### Required action:
Take each line from the entries that holds "jacket" and copy it out.

[Information given]

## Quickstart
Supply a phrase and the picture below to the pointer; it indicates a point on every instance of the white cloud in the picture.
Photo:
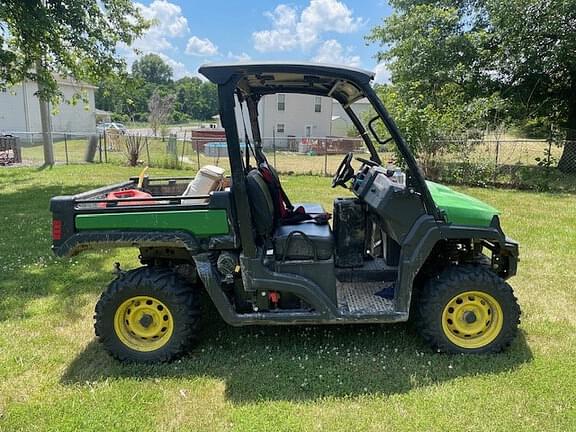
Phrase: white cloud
(331, 51)
(239, 57)
(201, 47)
(290, 30)
(167, 22)
(179, 70)
(382, 73)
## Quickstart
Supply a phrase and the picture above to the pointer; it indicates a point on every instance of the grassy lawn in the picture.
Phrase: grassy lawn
(55, 377)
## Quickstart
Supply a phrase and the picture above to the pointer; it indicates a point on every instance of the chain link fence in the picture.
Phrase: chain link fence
(506, 162)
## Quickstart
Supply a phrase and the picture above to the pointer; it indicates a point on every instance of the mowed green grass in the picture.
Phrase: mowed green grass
(54, 376)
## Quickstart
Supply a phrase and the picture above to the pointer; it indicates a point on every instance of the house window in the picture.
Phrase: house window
(281, 102)
(317, 104)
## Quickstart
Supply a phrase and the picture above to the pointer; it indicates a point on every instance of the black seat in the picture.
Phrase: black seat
(303, 241)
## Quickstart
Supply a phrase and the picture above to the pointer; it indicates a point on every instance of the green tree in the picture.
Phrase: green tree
(78, 39)
(518, 51)
(152, 69)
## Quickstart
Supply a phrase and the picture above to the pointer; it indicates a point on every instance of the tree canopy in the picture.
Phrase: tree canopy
(517, 57)
(128, 95)
(152, 69)
(76, 38)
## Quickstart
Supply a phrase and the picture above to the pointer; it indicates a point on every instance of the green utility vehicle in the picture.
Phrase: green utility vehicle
(398, 246)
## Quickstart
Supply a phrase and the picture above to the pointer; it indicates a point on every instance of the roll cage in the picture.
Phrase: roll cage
(249, 82)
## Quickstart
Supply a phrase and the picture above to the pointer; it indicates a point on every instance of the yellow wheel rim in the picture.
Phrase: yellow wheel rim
(472, 319)
(143, 323)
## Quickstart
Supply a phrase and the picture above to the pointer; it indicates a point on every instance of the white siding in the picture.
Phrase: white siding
(300, 113)
(20, 110)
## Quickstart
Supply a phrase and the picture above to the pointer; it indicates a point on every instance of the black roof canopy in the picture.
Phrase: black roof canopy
(257, 79)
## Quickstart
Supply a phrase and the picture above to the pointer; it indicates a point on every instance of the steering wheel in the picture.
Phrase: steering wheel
(344, 172)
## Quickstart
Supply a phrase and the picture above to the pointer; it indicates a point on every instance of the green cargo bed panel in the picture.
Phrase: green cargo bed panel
(197, 222)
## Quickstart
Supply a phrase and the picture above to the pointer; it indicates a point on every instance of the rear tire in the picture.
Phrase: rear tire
(148, 315)
(467, 309)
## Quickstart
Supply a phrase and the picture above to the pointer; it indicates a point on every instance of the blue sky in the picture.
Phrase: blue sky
(190, 33)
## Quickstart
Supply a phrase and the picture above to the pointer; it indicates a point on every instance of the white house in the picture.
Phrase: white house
(294, 116)
(20, 110)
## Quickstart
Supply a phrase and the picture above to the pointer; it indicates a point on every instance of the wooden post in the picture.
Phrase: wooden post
(66, 147)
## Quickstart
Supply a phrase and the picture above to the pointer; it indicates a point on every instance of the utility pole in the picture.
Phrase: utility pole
(46, 121)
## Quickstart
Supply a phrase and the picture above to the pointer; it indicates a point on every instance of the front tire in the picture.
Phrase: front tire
(147, 315)
(467, 309)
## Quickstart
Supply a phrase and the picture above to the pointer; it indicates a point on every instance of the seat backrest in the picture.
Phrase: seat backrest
(261, 203)
(208, 179)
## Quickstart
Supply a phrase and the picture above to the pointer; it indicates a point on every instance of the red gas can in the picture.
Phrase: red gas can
(127, 193)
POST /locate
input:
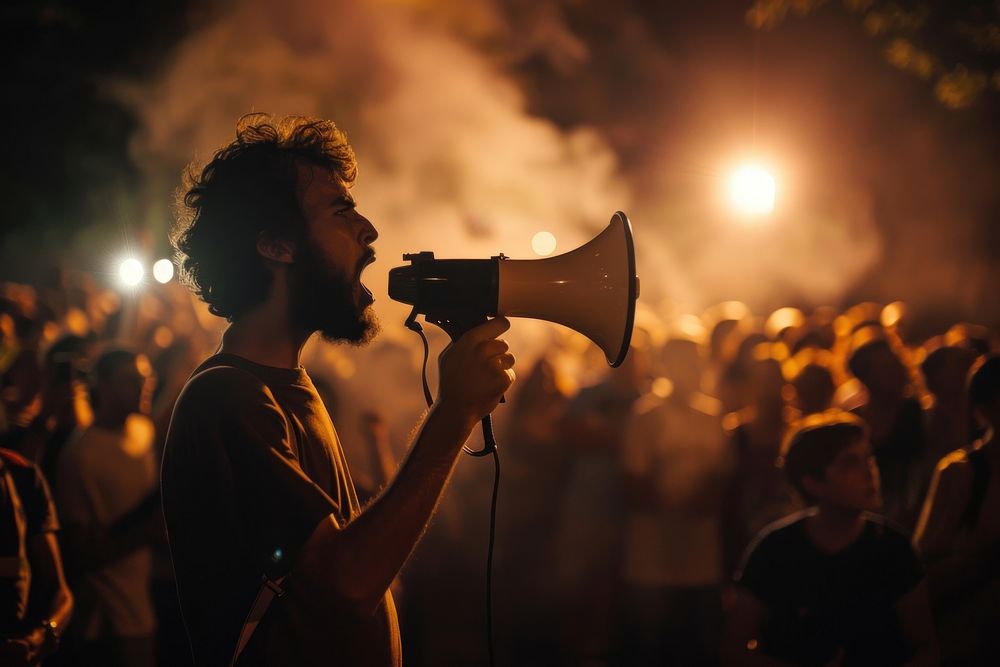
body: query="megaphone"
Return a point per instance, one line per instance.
(592, 289)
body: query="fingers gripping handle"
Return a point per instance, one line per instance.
(456, 326)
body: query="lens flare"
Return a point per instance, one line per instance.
(543, 243)
(751, 190)
(163, 270)
(131, 272)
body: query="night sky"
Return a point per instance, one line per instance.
(479, 123)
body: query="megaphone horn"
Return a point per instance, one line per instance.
(592, 289)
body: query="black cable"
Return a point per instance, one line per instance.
(489, 447)
(489, 554)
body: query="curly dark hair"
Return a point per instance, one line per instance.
(250, 186)
(814, 442)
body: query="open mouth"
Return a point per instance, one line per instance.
(366, 293)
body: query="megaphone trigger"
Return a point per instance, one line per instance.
(592, 290)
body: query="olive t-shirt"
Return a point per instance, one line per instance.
(819, 603)
(251, 465)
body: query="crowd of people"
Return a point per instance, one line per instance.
(808, 487)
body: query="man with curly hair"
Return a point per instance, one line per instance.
(276, 561)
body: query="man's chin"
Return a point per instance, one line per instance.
(361, 331)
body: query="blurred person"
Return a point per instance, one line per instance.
(536, 468)
(255, 484)
(675, 463)
(757, 492)
(589, 533)
(895, 418)
(65, 401)
(108, 497)
(833, 584)
(812, 381)
(736, 386)
(945, 370)
(35, 602)
(959, 532)
(21, 378)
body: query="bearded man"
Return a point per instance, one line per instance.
(276, 561)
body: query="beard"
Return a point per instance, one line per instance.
(326, 300)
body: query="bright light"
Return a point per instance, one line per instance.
(131, 272)
(543, 243)
(751, 190)
(163, 270)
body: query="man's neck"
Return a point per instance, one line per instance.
(265, 336)
(833, 529)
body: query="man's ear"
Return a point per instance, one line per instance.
(275, 249)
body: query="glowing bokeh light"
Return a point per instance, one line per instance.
(131, 272)
(751, 190)
(543, 243)
(163, 270)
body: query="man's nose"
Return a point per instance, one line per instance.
(368, 233)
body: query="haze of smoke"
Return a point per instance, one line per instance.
(450, 160)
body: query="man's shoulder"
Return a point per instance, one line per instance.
(212, 385)
(779, 534)
(22, 470)
(887, 531)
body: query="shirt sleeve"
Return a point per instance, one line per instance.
(240, 438)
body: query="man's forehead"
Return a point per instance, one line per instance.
(316, 180)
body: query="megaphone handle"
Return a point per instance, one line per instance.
(455, 328)
(489, 441)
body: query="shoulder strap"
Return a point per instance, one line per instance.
(980, 483)
(272, 584)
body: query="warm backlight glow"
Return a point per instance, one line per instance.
(543, 243)
(163, 270)
(131, 272)
(751, 190)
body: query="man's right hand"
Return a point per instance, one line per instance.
(475, 371)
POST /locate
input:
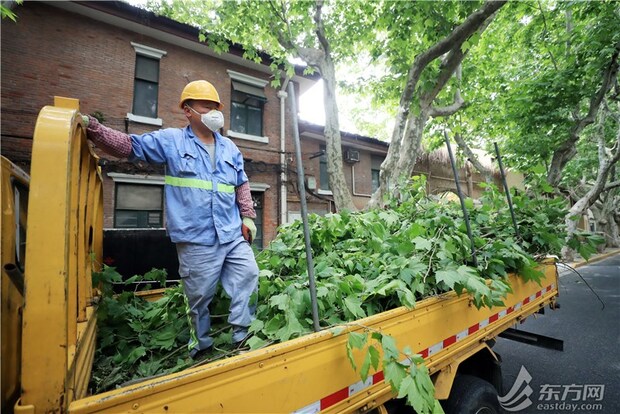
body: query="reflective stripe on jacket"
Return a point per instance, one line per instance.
(200, 203)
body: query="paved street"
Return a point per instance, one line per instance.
(585, 377)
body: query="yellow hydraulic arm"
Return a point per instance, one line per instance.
(64, 245)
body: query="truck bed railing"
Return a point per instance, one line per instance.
(64, 246)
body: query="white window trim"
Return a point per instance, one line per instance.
(148, 51)
(155, 54)
(136, 179)
(240, 135)
(259, 187)
(250, 80)
(145, 119)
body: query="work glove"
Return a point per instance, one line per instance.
(248, 229)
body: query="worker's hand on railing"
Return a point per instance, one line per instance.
(248, 229)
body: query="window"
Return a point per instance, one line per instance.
(323, 176)
(375, 169)
(247, 107)
(146, 85)
(246, 113)
(138, 206)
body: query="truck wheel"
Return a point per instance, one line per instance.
(471, 395)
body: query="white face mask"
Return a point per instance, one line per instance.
(213, 119)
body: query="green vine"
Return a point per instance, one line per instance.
(365, 263)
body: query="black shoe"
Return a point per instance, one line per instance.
(200, 355)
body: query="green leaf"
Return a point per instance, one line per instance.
(365, 366)
(390, 351)
(449, 277)
(422, 244)
(374, 357)
(353, 305)
(357, 340)
(394, 373)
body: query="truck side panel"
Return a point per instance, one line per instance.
(13, 219)
(312, 373)
(64, 247)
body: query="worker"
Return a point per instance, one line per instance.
(209, 208)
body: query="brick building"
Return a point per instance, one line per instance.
(127, 67)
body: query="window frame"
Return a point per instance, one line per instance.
(242, 84)
(129, 179)
(148, 53)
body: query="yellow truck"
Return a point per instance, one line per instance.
(52, 241)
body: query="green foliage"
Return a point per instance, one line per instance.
(404, 371)
(365, 263)
(137, 338)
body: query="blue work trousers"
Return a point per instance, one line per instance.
(201, 268)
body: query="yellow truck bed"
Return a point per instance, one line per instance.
(312, 373)
(307, 374)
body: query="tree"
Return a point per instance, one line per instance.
(319, 33)
(422, 86)
(555, 66)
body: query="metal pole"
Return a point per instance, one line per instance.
(460, 194)
(506, 189)
(304, 208)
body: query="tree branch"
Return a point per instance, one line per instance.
(566, 151)
(486, 172)
(453, 41)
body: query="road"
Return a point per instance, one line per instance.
(585, 377)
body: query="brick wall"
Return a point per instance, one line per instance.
(54, 52)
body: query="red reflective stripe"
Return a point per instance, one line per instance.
(334, 398)
(378, 377)
(449, 341)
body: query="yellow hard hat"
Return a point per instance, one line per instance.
(201, 90)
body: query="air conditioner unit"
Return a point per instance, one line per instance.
(351, 156)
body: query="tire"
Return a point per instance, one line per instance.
(471, 395)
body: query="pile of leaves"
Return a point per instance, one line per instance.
(372, 261)
(365, 263)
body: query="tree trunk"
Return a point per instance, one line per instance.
(606, 163)
(337, 182)
(567, 149)
(486, 172)
(408, 129)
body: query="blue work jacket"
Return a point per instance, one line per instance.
(201, 203)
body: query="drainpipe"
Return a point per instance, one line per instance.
(283, 177)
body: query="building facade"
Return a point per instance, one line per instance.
(127, 67)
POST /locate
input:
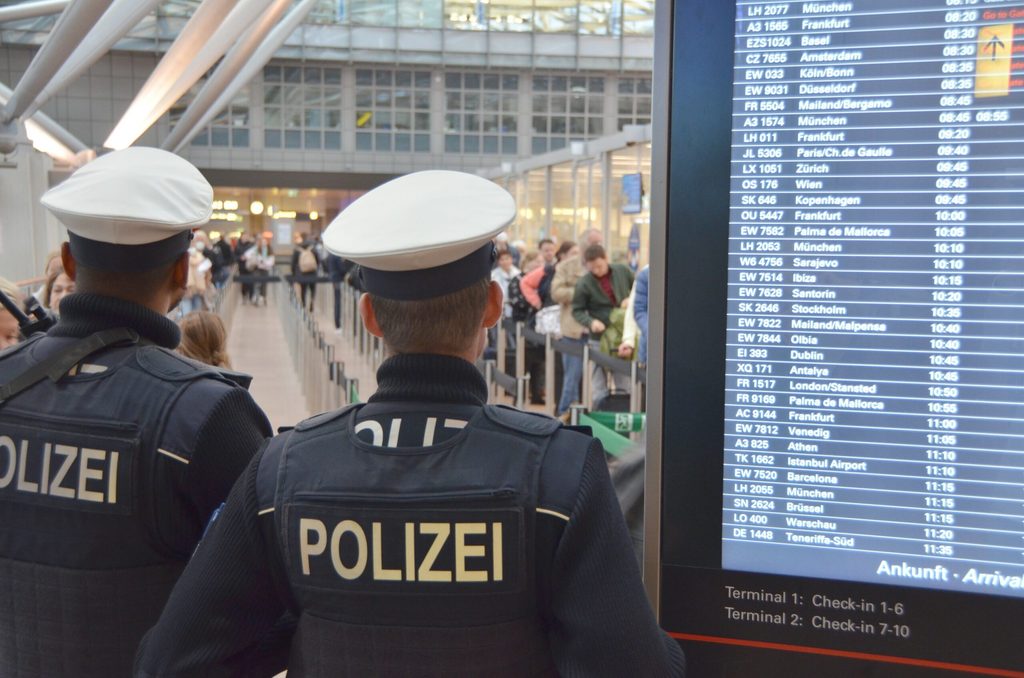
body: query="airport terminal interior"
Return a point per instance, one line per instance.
(764, 251)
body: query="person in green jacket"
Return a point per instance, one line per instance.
(604, 287)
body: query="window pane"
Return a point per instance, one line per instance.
(420, 13)
(510, 15)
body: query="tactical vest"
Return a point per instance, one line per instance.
(83, 573)
(415, 560)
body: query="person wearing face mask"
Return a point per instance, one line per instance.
(10, 333)
(125, 449)
(58, 286)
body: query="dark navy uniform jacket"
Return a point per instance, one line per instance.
(423, 534)
(108, 478)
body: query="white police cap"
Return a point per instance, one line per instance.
(131, 210)
(423, 235)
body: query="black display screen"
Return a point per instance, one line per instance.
(871, 450)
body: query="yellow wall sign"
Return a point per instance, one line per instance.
(994, 54)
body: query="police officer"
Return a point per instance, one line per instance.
(426, 533)
(114, 451)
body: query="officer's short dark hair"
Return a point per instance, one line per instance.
(440, 325)
(109, 283)
(593, 253)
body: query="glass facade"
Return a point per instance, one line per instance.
(481, 113)
(392, 111)
(612, 17)
(565, 109)
(301, 108)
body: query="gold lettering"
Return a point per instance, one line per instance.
(306, 549)
(85, 474)
(463, 551)
(360, 561)
(70, 455)
(392, 433)
(380, 574)
(23, 484)
(44, 477)
(375, 428)
(498, 552)
(440, 532)
(410, 551)
(428, 431)
(7, 443)
(112, 488)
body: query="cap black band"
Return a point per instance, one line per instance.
(430, 283)
(128, 258)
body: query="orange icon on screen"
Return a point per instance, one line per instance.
(993, 60)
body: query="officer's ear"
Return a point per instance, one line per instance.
(71, 269)
(370, 315)
(496, 301)
(179, 271)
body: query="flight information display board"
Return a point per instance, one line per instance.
(875, 400)
(864, 464)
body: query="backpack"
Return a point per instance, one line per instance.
(307, 260)
(520, 307)
(544, 289)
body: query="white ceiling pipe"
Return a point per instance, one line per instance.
(122, 16)
(233, 61)
(255, 64)
(144, 111)
(32, 9)
(47, 136)
(67, 34)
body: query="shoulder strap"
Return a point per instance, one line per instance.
(57, 366)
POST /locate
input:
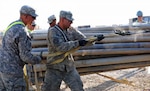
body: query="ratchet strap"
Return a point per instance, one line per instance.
(90, 40)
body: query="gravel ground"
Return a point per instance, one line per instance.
(95, 82)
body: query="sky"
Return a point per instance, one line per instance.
(85, 12)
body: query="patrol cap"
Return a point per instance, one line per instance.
(28, 10)
(66, 14)
(139, 13)
(51, 18)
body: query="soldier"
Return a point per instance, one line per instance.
(52, 20)
(61, 40)
(31, 26)
(16, 52)
(139, 20)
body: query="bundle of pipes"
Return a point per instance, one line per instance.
(114, 52)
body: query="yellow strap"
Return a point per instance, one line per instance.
(92, 39)
(15, 23)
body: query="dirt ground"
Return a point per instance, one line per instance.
(139, 77)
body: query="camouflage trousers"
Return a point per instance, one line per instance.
(11, 83)
(53, 79)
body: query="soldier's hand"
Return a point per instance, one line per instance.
(83, 42)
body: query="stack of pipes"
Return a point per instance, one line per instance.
(114, 52)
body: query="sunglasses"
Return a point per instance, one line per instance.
(33, 17)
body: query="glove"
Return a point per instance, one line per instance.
(41, 54)
(100, 37)
(83, 42)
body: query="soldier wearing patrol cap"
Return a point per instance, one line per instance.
(52, 20)
(140, 17)
(61, 40)
(16, 52)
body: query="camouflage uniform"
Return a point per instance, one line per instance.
(62, 41)
(15, 53)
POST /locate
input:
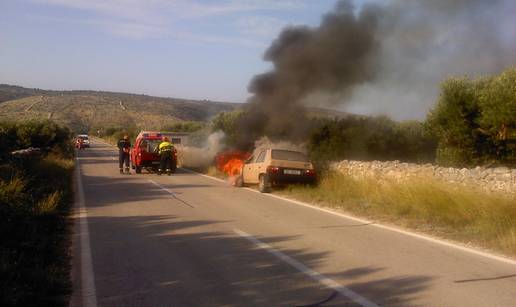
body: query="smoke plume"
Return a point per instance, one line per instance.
(201, 156)
(379, 58)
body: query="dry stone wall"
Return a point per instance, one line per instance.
(499, 179)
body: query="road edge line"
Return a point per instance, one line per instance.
(424, 237)
(88, 290)
(328, 282)
(381, 226)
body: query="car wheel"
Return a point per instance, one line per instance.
(264, 184)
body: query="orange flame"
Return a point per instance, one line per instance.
(233, 167)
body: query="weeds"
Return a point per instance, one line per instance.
(35, 197)
(457, 213)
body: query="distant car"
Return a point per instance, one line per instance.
(144, 153)
(276, 167)
(85, 140)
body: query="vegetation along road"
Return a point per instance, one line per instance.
(189, 240)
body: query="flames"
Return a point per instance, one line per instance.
(233, 167)
(231, 162)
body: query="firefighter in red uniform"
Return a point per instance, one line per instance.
(124, 146)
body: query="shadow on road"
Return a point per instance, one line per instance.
(142, 258)
(168, 261)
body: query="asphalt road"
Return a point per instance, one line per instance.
(188, 240)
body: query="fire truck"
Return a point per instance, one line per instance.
(144, 153)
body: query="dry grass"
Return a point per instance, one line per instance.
(456, 213)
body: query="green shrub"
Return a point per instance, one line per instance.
(475, 121)
(35, 197)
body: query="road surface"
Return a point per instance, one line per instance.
(188, 240)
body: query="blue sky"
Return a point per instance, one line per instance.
(180, 48)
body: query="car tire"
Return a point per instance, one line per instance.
(264, 184)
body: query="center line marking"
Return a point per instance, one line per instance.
(89, 293)
(328, 282)
(169, 192)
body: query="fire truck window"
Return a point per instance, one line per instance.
(261, 157)
(144, 145)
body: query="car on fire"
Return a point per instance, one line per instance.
(144, 153)
(272, 167)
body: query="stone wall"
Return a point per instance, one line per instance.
(499, 179)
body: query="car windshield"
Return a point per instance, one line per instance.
(288, 155)
(150, 145)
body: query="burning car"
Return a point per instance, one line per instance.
(275, 167)
(144, 154)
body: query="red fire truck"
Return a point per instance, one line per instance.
(144, 153)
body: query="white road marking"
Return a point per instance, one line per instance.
(328, 282)
(374, 224)
(89, 293)
(385, 227)
(161, 187)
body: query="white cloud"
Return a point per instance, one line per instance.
(153, 18)
(260, 26)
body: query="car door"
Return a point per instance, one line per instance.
(255, 168)
(248, 170)
(259, 166)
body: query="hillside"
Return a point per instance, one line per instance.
(84, 110)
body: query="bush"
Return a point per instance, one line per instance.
(475, 121)
(188, 126)
(35, 196)
(454, 212)
(370, 138)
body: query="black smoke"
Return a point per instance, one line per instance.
(378, 58)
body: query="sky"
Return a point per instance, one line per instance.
(212, 49)
(195, 49)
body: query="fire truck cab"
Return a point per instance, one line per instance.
(144, 153)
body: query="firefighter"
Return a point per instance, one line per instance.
(124, 146)
(165, 149)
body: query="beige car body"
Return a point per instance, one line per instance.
(257, 165)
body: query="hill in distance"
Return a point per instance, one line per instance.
(84, 110)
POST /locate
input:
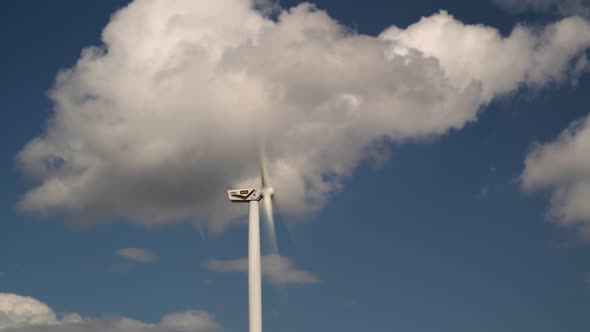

[/Information given]

### Exercise solution:
body: query="reflective stripe on jacket"
body: query="blue work jacket"
body: query="person in green jacket"
body: query="dark navy uniform jacket"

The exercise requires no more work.